> **Provided entries**:
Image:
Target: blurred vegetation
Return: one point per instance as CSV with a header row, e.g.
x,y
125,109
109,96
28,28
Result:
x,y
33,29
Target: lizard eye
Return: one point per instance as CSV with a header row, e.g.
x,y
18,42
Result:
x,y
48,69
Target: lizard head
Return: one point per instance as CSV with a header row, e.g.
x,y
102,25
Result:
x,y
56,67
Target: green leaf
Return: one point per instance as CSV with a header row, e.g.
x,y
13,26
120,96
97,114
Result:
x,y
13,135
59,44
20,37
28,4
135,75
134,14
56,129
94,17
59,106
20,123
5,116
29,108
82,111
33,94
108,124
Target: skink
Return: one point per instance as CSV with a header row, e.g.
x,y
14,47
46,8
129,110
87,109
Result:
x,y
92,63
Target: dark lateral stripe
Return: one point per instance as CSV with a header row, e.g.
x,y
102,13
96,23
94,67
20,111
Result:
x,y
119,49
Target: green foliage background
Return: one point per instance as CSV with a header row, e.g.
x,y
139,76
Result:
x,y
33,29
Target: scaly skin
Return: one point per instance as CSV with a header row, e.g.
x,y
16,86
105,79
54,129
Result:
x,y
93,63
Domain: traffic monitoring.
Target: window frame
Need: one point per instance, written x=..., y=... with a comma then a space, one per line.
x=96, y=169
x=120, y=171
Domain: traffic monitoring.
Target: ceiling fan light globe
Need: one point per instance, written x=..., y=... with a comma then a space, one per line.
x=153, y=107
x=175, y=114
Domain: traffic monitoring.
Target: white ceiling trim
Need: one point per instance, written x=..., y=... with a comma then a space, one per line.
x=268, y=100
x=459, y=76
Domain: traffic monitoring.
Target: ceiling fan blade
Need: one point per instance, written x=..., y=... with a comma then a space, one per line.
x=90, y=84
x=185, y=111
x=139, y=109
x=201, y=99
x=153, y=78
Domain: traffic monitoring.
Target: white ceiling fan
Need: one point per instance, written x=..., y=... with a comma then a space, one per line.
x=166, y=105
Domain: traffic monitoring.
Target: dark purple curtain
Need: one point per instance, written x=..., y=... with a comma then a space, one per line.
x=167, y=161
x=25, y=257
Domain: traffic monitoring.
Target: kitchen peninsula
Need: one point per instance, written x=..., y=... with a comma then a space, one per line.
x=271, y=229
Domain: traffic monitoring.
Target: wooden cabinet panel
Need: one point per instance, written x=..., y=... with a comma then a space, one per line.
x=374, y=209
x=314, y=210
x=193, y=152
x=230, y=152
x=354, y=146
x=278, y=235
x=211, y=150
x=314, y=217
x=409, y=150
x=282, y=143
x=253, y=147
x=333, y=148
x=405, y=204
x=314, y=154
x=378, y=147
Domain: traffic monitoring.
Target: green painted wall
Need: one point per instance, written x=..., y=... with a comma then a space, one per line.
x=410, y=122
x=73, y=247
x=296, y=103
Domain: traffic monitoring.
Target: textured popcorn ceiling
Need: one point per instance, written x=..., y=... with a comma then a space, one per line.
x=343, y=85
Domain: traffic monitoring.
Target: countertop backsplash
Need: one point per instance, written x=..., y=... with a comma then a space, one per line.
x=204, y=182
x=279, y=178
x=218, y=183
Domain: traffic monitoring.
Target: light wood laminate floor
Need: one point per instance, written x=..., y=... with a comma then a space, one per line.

> **Short task**: How many lines in the records above contain the string "white"? Treat uppercase and lowercase as different, and give only the number.

> **Written solution**: 2